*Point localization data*
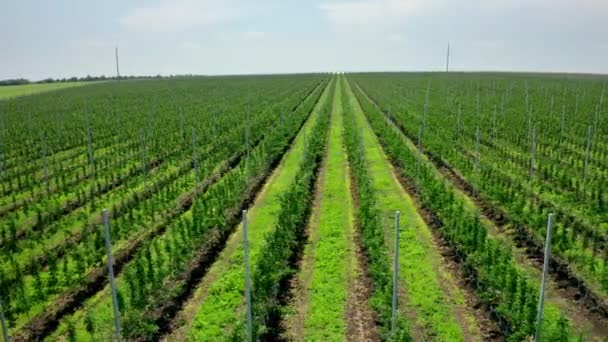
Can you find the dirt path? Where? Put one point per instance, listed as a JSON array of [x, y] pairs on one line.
[[330, 300], [434, 298], [560, 293]]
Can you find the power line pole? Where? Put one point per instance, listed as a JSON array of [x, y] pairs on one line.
[[117, 68], [447, 59]]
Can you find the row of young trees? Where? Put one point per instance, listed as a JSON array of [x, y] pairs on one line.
[[372, 233], [489, 263], [506, 169], [154, 281], [145, 204]]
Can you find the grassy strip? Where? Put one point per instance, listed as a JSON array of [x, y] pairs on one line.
[[433, 307], [223, 303], [372, 232], [498, 279], [327, 293], [282, 248], [7, 92], [161, 275]]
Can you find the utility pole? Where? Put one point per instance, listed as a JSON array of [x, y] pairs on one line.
[[447, 59], [117, 68]]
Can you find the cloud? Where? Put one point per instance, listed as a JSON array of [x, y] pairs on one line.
[[365, 14], [179, 15], [254, 34]]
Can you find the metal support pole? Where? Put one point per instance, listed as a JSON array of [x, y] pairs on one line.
[[194, 160], [3, 319], [247, 133], [541, 299], [587, 151], [426, 104], [458, 121], [181, 122], [142, 140], [91, 154], [419, 149], [563, 121], [476, 149], [530, 122], [494, 124], [395, 275], [447, 59], [532, 153], [247, 279], [106, 222], [44, 161]]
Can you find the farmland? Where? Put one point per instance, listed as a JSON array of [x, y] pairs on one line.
[[474, 163]]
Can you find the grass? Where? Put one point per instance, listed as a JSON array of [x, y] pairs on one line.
[[426, 303], [7, 92], [329, 250], [223, 299], [553, 306]]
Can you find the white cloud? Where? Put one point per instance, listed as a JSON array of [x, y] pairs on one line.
[[179, 15], [366, 14], [396, 37], [254, 34]]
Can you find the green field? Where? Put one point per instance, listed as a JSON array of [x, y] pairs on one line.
[[474, 163], [7, 92]]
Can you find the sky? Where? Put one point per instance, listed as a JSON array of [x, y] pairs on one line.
[[64, 38]]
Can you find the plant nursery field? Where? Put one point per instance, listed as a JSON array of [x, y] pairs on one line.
[[315, 169]]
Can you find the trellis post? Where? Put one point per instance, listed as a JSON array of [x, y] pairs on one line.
[[106, 223], [395, 275], [541, 299], [247, 279]]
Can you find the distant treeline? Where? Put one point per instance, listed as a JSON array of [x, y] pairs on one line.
[[88, 78]]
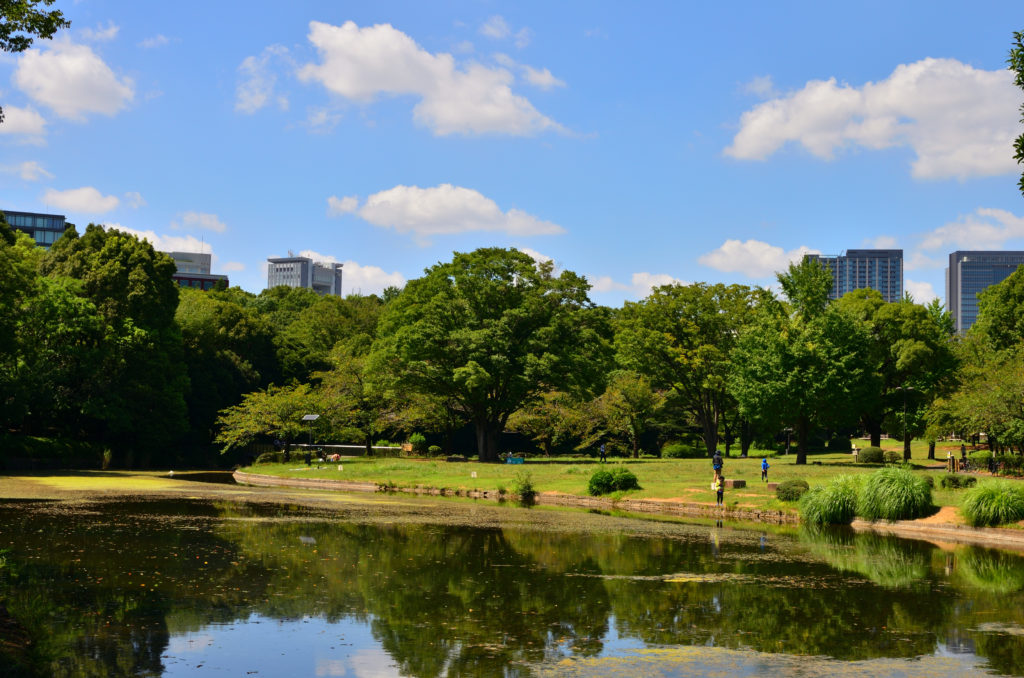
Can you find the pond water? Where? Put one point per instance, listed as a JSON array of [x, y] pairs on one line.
[[382, 587]]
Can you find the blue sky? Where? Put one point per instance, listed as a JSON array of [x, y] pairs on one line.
[[634, 143]]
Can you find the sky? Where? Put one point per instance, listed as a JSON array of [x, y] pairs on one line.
[[634, 143]]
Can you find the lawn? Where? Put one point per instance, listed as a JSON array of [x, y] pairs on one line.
[[687, 479]]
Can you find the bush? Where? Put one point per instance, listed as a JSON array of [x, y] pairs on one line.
[[792, 491], [680, 451], [870, 455], [993, 503], [832, 505], [617, 479], [419, 441], [894, 494], [956, 481], [522, 484]]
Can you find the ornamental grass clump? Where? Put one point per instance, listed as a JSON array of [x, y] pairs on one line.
[[834, 504], [993, 503], [894, 494]]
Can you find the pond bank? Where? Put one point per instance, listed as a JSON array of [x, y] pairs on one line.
[[943, 527]]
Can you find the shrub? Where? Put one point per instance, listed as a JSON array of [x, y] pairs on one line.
[[894, 494], [419, 441], [993, 503], [522, 484], [832, 505], [956, 481], [617, 479], [870, 456], [792, 491]]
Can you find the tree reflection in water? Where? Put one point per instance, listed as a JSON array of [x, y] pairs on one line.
[[99, 590]]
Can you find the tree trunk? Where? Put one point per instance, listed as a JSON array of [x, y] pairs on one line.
[[802, 429], [486, 440]]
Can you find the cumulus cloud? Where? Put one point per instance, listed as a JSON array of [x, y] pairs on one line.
[[361, 64], [338, 206], [448, 209], [358, 279], [753, 257], [100, 33], [201, 221], [923, 293], [23, 121], [84, 201], [73, 81], [986, 228], [154, 42], [258, 81], [29, 170], [960, 121], [165, 243]]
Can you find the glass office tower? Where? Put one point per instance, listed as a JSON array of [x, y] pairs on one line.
[[969, 273]]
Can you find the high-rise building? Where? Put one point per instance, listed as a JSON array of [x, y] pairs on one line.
[[44, 228], [969, 273], [858, 269], [194, 270], [303, 271]]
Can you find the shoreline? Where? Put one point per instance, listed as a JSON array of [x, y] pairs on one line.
[[929, 530]]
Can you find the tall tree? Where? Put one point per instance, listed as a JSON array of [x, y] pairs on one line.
[[680, 338], [23, 20], [489, 332]]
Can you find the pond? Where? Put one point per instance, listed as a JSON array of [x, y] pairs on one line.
[[384, 586]]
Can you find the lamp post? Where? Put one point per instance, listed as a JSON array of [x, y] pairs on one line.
[[906, 443]]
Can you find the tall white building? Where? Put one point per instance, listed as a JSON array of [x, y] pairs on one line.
[[303, 271]]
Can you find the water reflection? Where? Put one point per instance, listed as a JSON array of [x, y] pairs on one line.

*Description of the task*
Set down the records precisely as they appear. Any picture stays out.

*Answer for the task*
Can you find the dirt path? Where? Put one point per instance, listed as a JSON array of [x, y] pairs on one line.
[[330, 300], [434, 298], [560, 293]]
Can you find the power line pole? Where? Put one point per instance, listed as a JSON array of [x, y] pairs on one line.
[[117, 68], [447, 59]]
Can you find the row of young trees? Where? Put one point per instance, listed as a JSON array of [x, y] pairs on one line.
[[372, 233], [489, 263], [506, 169], [154, 281], [145, 204]]
Can you find the grassy strip? Where? Put one point per instance, listed as a JSON array of [x, y] pairs on one line.
[[433, 307], [223, 303], [372, 232], [498, 279], [327, 293], [282, 248], [7, 92], [161, 275]]
Can you find the utility pole? Where? Put one point per instance, listed as a JSON array of [x, y] pairs on one line.
[[447, 59], [117, 68]]
Can you find the cloud? Where? Put one point per instance, listed as a JSON array of [x, y] pairs on one line.
[[365, 14], [179, 15], [254, 34]]
Can you find the metal support pole? Where? Put one point per instance, listed as a JSON array of [x, y] pairs on one line.
[[194, 160], [3, 319], [247, 133], [541, 299], [587, 151], [426, 104], [458, 121], [181, 122], [142, 140], [91, 154], [419, 149], [563, 121], [476, 149], [530, 122], [494, 124], [395, 275], [447, 59], [532, 153], [247, 279], [106, 222], [44, 161]]
Can you find the farmland? Where? Put one point per instance, listed as a JSON array of [x, y] pairs on one line.
[[474, 163]]
Can you find the grass? Where? Put one point per instance, listed as a JSON array of [x, y] pairs on one line.
[[426, 303], [7, 92], [329, 250], [223, 299], [553, 306]]
Can you find the white cloud? Where? Put one point per instance, listed as a JSON array of [x, y] pairs on one line.
[[179, 15], [366, 14], [396, 37], [254, 34]]
Can you find the green field? Where? Put one point per instance, listed as a JSON array of [x, y] pairs on one line.
[[474, 163], [7, 92]]
Can you find the sky? Where? Put one point per instance, listed as a JSON array of [x, y] pairs on one line.
[[64, 38]]
Can you find the plant nursery field? Where? Put one point per instance, listed as a JSON array of [x, y] pairs on one line.
[[315, 169]]
Can you find the trellis post? Where? Put one point per instance, listed as a JSON array of [x, y] pairs on one line.
[[106, 223], [395, 275], [541, 299], [247, 279]]
Can you find the distant treeline? Where? Put one point per instance, listed as a JSON array of [x, y] pairs on one line.
[[88, 78]]
Can you find the pond water? Where? Put one point per instance, listed as a JSON array of [x, y] pairs on one line.
[[382, 587]]
Can you find the blue sky? Where? Put one point per instance, listed as a JSON array of [x, y] pairs on one line.
[[634, 143]]
Can you find the sky? Where? Put one point per instance, listed as a JSON array of [x, y] pairs on one line.
[[634, 143]]
Can you find the lawn? Where? Put one point per instance, listed as a JSON array of [x, y] pairs on one line.
[[687, 479]]
Can you find the bush? Where? Put one point per instance, listed as a JSON array of [x, y] pairs on one line.
[[792, 491], [680, 451], [870, 455], [993, 503], [832, 505], [617, 479], [419, 441], [894, 494], [956, 481], [522, 484]]
Can you find the ornamental grass clump? Where? Put one point per instance, listed as a JSON array of [x, y] pairs on one line.
[[834, 504], [993, 503], [894, 494]]
Can you find the pond bank? Where? Put one point per instance, listed as a JSON array of [x, y] pairs on one line.
[[943, 527]]
Can you find the shrub? Where? Put one point per instance, listed as a JSON array of [x, y] pairs on one line.
[[894, 494], [419, 441], [993, 503], [522, 484], [832, 505], [956, 481], [617, 479], [870, 456], [792, 491]]
Can you find the tree reflection in water? Where? Put one point per instance, listed as a JSON array of [x, y] pairs on one line.
[[99, 590]]
Can you find the tree trunk? Where? Put one point per instance, listed as a JSON array of [x, y] pairs on one line.
[[802, 429], [486, 440]]
Can you find the cumulus cloud? Where? Put one point per instance, listed as a JSON array of [x, y] pairs on one line.
[[361, 64], [338, 206], [448, 209], [358, 279], [753, 257], [100, 33], [201, 221], [923, 293], [23, 121], [84, 201], [73, 81], [986, 228], [154, 42], [258, 81], [29, 170], [960, 121], [165, 243]]
Can you find the glass office tower? Where? Put one point per instance, listed as a JSON array of [x, y] pairs on one line.
[[969, 273]]
Can you find the high-rise building? Where? Put one point per instance, listed as a JSON array of [x, y] pairs on one line.
[[44, 228], [969, 273], [858, 269], [194, 270], [303, 271]]
Can you find the shoreline? Where? Put one point per instance, listed as a JSON array of [x, y] pairs on one line.
[[929, 530]]
Can you find the tall tree? Where? Put one point per instance, listed as a JSON array of [x, y] pairs on one line.
[[680, 338], [23, 20], [489, 332]]
Can you find the pond? Where? Put one point per instance, listed as a JSON array of [x, y] pairs on one line.
[[384, 586]]
Can you find the lamp post? Where? Put one point per instance, listed as a JSON array of [x, y] pairs on one line.
[[906, 443]]
Can you find the tall white building? Where? Put one point per instance, listed as a JSON array of [x, y] pairs on one line.
[[303, 271]]
Can you find the water reflection? Where? Put one point per instance, listed as a JSON array of [x, y] pairs on one line.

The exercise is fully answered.